- [Task directions] Each record beneath this line is to be copied exactly.

- [Extracted records]

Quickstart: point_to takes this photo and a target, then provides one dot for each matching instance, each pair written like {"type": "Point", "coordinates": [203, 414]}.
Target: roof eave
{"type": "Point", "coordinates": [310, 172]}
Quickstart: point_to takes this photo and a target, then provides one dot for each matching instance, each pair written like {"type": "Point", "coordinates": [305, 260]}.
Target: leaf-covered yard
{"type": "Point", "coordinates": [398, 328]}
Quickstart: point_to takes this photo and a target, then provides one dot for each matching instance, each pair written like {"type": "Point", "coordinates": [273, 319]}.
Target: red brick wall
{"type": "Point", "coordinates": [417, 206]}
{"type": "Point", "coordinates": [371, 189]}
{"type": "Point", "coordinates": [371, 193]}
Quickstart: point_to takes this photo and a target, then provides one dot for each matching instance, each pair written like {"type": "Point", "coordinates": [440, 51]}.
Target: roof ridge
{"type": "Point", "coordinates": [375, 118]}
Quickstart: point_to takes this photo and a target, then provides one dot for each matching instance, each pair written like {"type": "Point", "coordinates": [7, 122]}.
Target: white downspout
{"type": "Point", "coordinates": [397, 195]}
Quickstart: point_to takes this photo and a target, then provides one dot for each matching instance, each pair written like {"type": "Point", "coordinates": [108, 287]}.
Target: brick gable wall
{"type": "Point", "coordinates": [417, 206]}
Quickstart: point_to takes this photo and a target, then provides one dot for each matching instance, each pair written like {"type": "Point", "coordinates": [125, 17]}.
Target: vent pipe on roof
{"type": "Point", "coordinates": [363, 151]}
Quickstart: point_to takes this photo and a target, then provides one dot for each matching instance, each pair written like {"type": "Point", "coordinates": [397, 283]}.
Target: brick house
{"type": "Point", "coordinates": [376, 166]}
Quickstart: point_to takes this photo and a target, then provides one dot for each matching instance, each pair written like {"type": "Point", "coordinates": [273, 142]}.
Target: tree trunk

- [Exercise solution]
Quickstart: point_to takes this photo and a target, then provides one dot for each matching instance, each pair written like {"type": "Point", "coordinates": [203, 414]}.
Target: roof eave
{"type": "Point", "coordinates": [310, 172]}
Quickstart: point_to takes this photo and a target, then provides one dot for each matching instance, each pair written like {"type": "Point", "coordinates": [305, 260]}.
Target: leaf-covered yard
{"type": "Point", "coordinates": [398, 328]}
Quickstart: point_to takes this photo and a target, then provides one dot for each matching instance, each pair written like {"type": "Point", "coordinates": [273, 319]}.
Target: red brick wall
{"type": "Point", "coordinates": [417, 206]}
{"type": "Point", "coordinates": [371, 189]}
{"type": "Point", "coordinates": [371, 193]}
Quickstart: point_to takes this photo and a target, then provides one dot for each matching instance, each pair written like {"type": "Point", "coordinates": [440, 51]}.
Target: roof ridge
{"type": "Point", "coordinates": [375, 118]}
Quickstart: point_to takes this photo and a target, then provides one dot for each matching instance, each pair written like {"type": "Point", "coordinates": [7, 122]}.
Target: white downspout
{"type": "Point", "coordinates": [397, 195]}
Quickstart: point_to takes this photo and a target, then provides one dot for each matching instance, each pair written like {"type": "Point", "coordinates": [108, 287]}.
Target: brick gable wall
{"type": "Point", "coordinates": [417, 206]}
Quickstart: point_to takes this photo and a target, then provides one dot for each matching instance, each pair written like {"type": "Point", "coordinates": [125, 17]}.
Target: vent pipe on roof
{"type": "Point", "coordinates": [363, 151]}
Quickstart: point_to takes this photo and a target, then provides one dot for each matching instance, each pair written like {"type": "Point", "coordinates": [397, 283]}.
Target: brick house
{"type": "Point", "coordinates": [376, 166]}
Quickstart: point_to takes this photo and a target, then provides one dot for each matching instance, each pair written like {"type": "Point", "coordinates": [273, 142]}.
Target: tree trunk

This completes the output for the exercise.